- WORK TASK -
Line by line, restate the listing below without any change.

- GIVEN ENTRIES -

========

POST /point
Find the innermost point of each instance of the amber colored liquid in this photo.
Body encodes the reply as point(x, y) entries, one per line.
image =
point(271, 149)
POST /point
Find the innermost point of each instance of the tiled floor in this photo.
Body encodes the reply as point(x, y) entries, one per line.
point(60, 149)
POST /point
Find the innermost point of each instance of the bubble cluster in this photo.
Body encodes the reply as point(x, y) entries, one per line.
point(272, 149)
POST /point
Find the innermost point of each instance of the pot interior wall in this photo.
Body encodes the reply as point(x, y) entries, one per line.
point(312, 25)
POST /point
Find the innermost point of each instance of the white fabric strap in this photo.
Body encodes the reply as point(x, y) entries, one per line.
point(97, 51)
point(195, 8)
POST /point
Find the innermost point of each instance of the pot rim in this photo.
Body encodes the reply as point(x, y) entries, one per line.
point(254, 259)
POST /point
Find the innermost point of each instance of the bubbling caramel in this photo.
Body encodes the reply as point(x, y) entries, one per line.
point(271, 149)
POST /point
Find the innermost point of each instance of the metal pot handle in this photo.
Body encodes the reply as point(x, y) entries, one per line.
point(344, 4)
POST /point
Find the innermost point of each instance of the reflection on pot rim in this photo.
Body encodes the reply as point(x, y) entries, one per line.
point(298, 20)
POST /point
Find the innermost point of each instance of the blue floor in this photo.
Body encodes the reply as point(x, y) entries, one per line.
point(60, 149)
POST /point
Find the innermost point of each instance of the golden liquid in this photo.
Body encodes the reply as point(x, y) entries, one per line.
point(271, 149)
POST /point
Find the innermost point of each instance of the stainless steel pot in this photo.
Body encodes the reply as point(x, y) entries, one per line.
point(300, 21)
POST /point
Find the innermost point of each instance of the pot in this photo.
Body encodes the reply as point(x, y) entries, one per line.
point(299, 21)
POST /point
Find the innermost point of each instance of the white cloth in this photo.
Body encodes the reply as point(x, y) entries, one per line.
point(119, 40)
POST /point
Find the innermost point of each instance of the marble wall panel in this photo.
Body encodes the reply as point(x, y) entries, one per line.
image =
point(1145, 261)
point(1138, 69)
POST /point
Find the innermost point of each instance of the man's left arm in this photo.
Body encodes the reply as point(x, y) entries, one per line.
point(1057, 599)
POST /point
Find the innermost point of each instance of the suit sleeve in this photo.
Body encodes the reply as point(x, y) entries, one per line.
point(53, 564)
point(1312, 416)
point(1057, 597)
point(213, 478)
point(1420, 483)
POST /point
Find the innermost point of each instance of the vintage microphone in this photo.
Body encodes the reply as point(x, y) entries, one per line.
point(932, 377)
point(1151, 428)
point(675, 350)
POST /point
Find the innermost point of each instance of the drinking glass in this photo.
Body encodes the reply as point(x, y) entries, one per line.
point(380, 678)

========

- RESPONSE BELOW -
POST /point
Find the innermost point of each instance of the amber colored liquid in this photo.
Body encodes the reply as point(x, y) entries, one per line.
image =
point(271, 149)
POST /point
Find the innermost point of each instance of the tiled floor in this photo.
Body encodes the reply as point(x, y) entries, one per line.
point(60, 149)
POST /point
Find the innermost point of each instance of the bubble cluster in this photo.
Body encodes the reply as point(x, y) entries, one per line.
point(272, 149)
POST /point
Find the innermost point of each instance of the pot interior wall in this photo.
Body encodes the reply as point(x, y) entries, one per line.
point(312, 25)
POST /point
Find the innermost point of each instance of the white fabric strap in this photo.
Body encodes the reply as point(x, y) entries, one per line.
point(97, 51)
point(195, 8)
POST /point
Find the innermost point of each instance of the pot rim in this photo.
Body encodes the reply as point(x, y) entries, one per line.
point(254, 259)
POST /point
Find the innermost point of each instance of the bubbling caramel in this photo.
Body encodes the reply as point(x, y) entries, one per line.
point(271, 149)
POST /point
Find the innermost point of each instance of the metal pot handle in this photo.
Body encodes the reply as point(x, y) entries, one per line.
point(344, 4)
POST /point
Find the innermost point of each instance of the reflection on pot rim in this photo.
Body encodes the reply as point(x, y) entries, one per line.
point(298, 20)
POST /point
Find the innermost point of each instance of the blue floor in this photo.
Body encodes the reply as point(x, y) entries, one per line.
point(60, 149)
POST /point
Find the innermost point of each instance of the golden liquid in this photo.
Body encodes the reply as point(x, y) entries, one per line.
point(271, 149)
POST /point
Find the innermost point of each instance of the stainless steel pot in this photo.
Body encodes the reply as point(x, y) entries, one per line.
point(300, 21)
POST /point
Find the innermost point of each instance of the pot in this photo.
Body encodes the reply as point(x, y) entries, one per line.
point(299, 21)
POST /point
Find the innermost point of each instance of the white cloth in this photo.
Body encodes the reply as point(x, y) entries, one per line.
point(119, 40)
POST /point
Find the innermost point of each instance of the marble wall panel in this photo.
Body encodes the reply as point(x, y) entries, one per line.
image =
point(1145, 261)
point(1138, 69)
POST /point
Find the innermost point of each instance of the man's left arm in this photo.
Body encodes the reply as point(x, y) entries, one per line.
point(1057, 599)
POST /point
Find the innermost point of each instance of the suit sleeve in this photo.
Body encodes the reply as point(x, y) entries, one per line.
point(53, 564)
point(1312, 416)
point(1057, 597)
point(213, 478)
point(1420, 483)
POST /point
Find the innermost point of each instance of the vintage microphone in this photo.
Body encodes the reply as point(x, y) entries, one per line.
point(932, 377)
point(1151, 428)
point(675, 350)
POST /point
Find the innermost point of each instance of the drinking glass in this photo.
Body encodes the reply as point(x, y) entries, one per line.
point(380, 678)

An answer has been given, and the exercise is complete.